▶ [Ketentuan Tugas]: Tuliskan kembali secara persis semua baris di bawah, mulai dari baris yang memuat "the boy's blue" hingga baris terakhir, termasuk kedua ujungnya.

▶ [Bahan Tugas]:
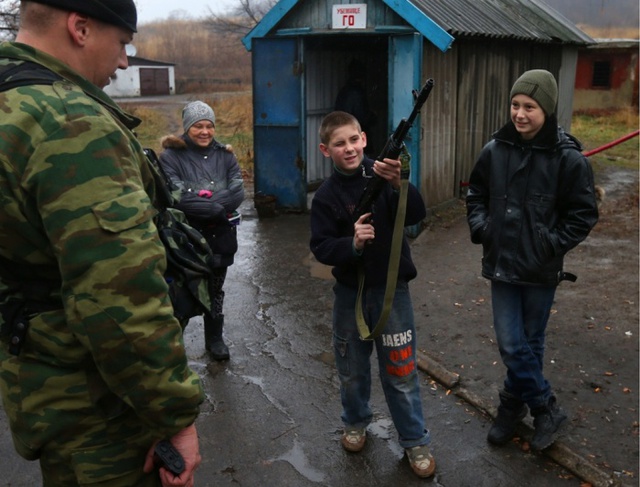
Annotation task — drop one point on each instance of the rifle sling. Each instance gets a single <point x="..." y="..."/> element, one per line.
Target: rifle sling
<point x="392" y="273"/>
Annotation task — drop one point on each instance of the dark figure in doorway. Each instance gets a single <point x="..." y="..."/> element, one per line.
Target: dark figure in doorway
<point x="352" y="97"/>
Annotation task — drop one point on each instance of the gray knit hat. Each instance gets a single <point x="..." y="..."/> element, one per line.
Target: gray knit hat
<point x="540" y="85"/>
<point x="196" y="111"/>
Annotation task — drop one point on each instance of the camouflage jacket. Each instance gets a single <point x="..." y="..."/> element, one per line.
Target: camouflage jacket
<point x="76" y="220"/>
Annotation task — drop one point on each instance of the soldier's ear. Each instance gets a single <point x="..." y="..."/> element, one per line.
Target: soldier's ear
<point x="79" y="27"/>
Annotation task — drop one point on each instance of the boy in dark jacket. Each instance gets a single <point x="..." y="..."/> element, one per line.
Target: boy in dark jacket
<point x="337" y="241"/>
<point x="531" y="200"/>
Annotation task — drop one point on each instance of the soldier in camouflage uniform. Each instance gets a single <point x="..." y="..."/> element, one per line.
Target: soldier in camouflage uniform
<point x="101" y="374"/>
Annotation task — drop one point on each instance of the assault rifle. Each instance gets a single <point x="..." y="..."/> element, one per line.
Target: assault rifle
<point x="391" y="150"/>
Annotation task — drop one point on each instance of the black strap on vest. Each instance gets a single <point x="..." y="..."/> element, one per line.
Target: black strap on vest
<point x="25" y="74"/>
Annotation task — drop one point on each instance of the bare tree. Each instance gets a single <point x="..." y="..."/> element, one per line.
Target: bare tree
<point x="240" y="19"/>
<point x="9" y="18"/>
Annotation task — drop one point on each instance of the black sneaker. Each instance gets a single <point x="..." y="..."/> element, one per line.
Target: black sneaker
<point x="504" y="427"/>
<point x="547" y="421"/>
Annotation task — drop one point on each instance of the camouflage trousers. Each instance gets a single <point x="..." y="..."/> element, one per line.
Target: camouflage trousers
<point x="77" y="444"/>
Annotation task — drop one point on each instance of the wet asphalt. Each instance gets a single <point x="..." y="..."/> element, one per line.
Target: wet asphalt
<point x="272" y="413"/>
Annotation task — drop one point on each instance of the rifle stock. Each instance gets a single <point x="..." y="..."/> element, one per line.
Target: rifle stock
<point x="391" y="150"/>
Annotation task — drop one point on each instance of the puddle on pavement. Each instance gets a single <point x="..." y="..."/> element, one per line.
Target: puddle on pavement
<point x="298" y="460"/>
<point x="325" y="357"/>
<point x="316" y="269"/>
<point x="260" y="383"/>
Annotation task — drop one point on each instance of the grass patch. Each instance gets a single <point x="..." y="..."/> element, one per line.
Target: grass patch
<point x="598" y="129"/>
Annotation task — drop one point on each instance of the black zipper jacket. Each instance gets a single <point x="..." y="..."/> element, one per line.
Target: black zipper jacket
<point x="529" y="203"/>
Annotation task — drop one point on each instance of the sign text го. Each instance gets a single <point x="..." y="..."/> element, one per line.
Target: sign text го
<point x="349" y="16"/>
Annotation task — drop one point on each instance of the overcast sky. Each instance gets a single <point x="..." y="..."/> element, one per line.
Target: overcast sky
<point x="149" y="10"/>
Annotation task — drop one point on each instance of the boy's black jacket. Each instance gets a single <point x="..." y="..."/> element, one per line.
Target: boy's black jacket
<point x="332" y="228"/>
<point x="530" y="203"/>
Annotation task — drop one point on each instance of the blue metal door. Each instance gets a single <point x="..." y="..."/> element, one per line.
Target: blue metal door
<point x="405" y="67"/>
<point x="279" y="167"/>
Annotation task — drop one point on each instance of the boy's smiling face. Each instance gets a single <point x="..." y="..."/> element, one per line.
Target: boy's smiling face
<point x="346" y="147"/>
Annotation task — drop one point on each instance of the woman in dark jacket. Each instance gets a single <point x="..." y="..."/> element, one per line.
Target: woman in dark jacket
<point x="211" y="188"/>
<point x="531" y="200"/>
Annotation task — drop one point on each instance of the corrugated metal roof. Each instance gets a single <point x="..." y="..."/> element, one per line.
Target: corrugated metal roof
<point x="518" y="19"/>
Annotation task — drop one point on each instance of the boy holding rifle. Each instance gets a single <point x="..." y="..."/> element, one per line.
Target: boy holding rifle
<point x="364" y="246"/>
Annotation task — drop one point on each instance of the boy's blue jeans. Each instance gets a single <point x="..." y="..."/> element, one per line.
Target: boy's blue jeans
<point x="396" y="351"/>
<point x="520" y="316"/>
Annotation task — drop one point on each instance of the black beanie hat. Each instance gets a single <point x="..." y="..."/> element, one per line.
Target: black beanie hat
<point x="116" y="12"/>
<point x="540" y="85"/>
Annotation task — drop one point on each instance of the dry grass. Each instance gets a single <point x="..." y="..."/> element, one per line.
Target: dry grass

▶ [Jawaban Soal Ini]:
Annotation task — drop one point on each instance of the boy's blue jeans. Each instance gets a single <point x="..." y="..."/> element, one per line.
Target: boy's blue jeans
<point x="396" y="351"/>
<point x="520" y="316"/>
Annotation task — drop one point on each instance of the black beanie hat. Each instance gets a single <point x="..." y="..."/> element, one per line.
Target: black beanie hat
<point x="116" y="12"/>
<point x="540" y="85"/>
Annotation task — drop one point on each instance of the dry grass. Each instance gets a single <point x="..." y="..."/> element, one per line.
Target: dry grass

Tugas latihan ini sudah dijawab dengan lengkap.